◆ GOAL ◆
Give as output the line that contains "arm in the photo above.", followed by every remaining line of the entries, unchanged and with nothing added.

(Lines of data)
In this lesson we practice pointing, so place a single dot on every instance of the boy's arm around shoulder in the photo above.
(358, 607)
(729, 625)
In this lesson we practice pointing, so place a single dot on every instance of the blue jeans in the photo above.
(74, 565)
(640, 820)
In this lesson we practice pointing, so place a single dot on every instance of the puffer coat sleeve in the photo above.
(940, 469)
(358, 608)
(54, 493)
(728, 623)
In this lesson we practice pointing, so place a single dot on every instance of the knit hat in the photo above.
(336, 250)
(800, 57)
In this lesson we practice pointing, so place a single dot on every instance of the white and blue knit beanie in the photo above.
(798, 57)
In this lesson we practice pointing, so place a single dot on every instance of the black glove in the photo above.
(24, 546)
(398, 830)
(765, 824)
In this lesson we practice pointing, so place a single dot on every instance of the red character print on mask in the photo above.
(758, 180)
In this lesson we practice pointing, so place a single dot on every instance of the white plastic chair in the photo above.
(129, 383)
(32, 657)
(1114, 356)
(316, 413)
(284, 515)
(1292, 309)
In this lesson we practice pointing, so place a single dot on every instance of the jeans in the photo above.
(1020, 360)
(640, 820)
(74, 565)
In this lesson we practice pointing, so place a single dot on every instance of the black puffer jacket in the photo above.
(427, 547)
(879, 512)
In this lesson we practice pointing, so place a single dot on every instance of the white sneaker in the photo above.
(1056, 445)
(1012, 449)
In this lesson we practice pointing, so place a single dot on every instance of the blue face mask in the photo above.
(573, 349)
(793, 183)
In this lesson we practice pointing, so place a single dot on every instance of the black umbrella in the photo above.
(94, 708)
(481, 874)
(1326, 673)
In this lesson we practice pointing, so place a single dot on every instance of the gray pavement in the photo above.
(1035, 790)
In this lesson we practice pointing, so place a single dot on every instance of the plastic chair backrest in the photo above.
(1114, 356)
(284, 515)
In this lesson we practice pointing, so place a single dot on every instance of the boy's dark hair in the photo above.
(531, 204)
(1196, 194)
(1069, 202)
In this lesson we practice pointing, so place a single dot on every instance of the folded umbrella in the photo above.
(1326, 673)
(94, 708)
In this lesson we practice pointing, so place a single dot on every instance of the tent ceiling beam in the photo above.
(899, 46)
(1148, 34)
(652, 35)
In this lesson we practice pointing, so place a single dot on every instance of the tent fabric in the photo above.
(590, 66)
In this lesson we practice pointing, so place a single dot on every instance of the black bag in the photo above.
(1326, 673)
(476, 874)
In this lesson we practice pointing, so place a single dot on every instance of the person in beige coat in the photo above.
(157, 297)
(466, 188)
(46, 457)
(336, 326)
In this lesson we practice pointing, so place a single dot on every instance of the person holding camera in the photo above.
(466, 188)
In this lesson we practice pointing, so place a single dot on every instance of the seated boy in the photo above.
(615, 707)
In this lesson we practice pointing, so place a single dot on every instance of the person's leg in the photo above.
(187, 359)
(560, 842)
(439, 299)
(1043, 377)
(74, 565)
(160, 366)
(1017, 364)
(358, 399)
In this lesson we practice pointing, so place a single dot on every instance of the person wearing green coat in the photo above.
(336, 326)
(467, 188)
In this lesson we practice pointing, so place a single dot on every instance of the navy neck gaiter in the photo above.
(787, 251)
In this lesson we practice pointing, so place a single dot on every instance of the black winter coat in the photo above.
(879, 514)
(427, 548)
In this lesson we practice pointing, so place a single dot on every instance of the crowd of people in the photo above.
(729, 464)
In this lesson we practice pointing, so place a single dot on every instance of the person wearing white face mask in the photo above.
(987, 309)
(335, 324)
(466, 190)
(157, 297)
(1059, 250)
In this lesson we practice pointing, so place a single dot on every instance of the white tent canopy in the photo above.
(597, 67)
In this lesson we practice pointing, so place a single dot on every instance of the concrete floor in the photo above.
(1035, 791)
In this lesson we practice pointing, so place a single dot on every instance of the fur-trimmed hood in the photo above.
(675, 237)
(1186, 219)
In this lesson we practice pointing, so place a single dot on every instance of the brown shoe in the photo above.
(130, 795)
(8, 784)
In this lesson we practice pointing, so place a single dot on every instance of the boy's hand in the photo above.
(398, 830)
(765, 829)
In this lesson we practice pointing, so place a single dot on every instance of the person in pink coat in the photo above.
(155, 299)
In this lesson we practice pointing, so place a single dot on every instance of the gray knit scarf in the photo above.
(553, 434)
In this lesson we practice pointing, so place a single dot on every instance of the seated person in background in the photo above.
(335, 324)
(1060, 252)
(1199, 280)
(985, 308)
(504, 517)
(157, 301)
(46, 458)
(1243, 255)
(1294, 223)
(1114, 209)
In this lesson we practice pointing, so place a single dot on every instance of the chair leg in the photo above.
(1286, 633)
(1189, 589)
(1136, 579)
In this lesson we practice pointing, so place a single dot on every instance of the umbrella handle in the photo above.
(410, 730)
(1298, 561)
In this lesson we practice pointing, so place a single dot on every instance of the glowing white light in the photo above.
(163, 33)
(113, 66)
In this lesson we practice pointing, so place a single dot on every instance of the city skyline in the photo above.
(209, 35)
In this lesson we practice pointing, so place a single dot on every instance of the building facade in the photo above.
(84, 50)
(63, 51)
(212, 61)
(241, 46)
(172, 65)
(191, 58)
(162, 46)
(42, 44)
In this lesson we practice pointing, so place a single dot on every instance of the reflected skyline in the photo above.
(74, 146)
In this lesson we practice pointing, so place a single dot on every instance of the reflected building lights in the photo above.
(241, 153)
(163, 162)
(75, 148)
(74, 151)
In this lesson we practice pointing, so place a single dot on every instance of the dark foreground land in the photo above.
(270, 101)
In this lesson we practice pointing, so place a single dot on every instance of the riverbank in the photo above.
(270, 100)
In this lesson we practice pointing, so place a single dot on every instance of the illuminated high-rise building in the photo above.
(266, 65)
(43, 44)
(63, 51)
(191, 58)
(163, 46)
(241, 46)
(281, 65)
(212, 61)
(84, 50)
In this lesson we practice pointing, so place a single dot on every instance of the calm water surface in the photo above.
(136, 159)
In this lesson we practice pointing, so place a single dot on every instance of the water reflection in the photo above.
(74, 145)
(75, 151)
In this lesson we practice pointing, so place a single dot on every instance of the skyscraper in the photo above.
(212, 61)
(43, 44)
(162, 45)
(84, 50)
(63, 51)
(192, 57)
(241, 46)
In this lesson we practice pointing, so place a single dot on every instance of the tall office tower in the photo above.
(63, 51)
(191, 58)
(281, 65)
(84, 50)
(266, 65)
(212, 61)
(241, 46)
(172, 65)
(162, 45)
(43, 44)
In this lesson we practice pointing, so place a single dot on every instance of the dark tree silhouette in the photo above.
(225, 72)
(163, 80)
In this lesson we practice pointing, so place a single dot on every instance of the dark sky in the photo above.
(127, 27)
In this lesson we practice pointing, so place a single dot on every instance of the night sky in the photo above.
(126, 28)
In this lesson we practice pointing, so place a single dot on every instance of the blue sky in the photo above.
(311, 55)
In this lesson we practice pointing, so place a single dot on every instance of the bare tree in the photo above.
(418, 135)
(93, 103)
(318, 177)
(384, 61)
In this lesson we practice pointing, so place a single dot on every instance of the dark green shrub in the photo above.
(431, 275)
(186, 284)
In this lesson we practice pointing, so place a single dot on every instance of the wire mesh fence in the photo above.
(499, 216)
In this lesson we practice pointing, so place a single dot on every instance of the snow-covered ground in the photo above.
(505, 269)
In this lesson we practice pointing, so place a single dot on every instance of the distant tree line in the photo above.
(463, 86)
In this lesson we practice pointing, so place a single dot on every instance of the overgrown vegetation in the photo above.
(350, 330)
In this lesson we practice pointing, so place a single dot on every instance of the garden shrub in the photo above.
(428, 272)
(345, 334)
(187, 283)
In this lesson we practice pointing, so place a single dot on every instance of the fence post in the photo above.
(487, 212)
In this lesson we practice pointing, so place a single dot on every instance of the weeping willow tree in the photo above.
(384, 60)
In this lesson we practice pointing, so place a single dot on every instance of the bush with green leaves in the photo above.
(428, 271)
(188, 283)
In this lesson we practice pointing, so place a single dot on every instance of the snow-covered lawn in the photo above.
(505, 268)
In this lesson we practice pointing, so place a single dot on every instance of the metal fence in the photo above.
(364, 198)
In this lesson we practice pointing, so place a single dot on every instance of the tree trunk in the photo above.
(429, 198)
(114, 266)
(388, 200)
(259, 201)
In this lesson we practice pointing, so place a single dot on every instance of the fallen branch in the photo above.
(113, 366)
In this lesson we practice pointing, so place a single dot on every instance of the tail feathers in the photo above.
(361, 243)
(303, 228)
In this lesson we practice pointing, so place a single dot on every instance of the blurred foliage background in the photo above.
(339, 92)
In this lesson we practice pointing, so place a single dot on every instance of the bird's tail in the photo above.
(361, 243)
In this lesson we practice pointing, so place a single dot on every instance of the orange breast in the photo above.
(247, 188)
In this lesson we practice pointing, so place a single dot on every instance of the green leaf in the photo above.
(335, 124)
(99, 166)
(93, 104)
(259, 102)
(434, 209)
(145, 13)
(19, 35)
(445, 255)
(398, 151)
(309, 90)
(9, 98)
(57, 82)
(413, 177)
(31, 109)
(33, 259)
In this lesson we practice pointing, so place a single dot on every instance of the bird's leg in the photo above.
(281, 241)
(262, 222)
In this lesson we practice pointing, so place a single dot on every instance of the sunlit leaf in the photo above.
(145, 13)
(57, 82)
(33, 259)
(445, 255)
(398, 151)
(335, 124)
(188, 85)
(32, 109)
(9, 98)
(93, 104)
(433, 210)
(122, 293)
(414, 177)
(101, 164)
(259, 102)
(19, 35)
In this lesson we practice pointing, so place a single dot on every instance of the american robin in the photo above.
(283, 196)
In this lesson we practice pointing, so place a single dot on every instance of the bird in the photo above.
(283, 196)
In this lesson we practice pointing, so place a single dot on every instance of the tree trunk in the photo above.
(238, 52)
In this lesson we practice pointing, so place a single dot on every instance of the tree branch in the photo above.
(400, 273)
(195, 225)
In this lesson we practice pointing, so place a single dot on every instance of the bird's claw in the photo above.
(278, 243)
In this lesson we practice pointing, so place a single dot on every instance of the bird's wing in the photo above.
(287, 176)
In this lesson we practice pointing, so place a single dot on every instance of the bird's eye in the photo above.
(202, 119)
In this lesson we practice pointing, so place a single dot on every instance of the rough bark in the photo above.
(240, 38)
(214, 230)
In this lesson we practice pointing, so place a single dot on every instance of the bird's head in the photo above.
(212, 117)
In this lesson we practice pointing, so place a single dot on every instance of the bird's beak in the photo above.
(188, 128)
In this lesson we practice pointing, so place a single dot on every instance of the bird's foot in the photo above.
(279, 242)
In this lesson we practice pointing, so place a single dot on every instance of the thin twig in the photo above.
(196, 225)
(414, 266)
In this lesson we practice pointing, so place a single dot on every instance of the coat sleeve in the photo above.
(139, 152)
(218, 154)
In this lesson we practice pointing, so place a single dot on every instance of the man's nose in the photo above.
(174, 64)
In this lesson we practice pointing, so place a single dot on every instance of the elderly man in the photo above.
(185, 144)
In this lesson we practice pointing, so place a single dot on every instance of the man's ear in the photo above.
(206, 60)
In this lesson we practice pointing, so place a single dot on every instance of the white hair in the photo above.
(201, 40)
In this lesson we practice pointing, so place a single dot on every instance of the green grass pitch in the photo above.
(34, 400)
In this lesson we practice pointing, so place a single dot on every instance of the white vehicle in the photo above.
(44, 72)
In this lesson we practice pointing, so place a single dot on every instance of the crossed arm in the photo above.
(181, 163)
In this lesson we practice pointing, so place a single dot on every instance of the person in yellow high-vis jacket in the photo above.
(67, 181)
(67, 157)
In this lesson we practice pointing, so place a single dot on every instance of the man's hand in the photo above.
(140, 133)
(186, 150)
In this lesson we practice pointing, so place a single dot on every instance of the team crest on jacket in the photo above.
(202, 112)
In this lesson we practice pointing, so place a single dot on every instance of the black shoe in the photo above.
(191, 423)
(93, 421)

◆ EXPECTED OUTPUT ◆
In this lesson we practice pointing, so place a single dot on every instance of the crossed arm in the photo above.
(181, 163)
In this lesson we practice pointing, so place a single dot on every instance of the person in yellow high-vis jacket in the photo above.
(67, 181)
(67, 157)
In this lesson we practice pointing, so place a single dot on every instance of the man's hand in the photo above.
(140, 133)
(186, 150)
In this lesson we practice pointing, so place a single dot on every instance of the team crest on jacket in the photo above.
(202, 112)
In this lesson we practice pointing, so place a single dot on every instance of the black shoe in the photo above.
(191, 423)
(93, 421)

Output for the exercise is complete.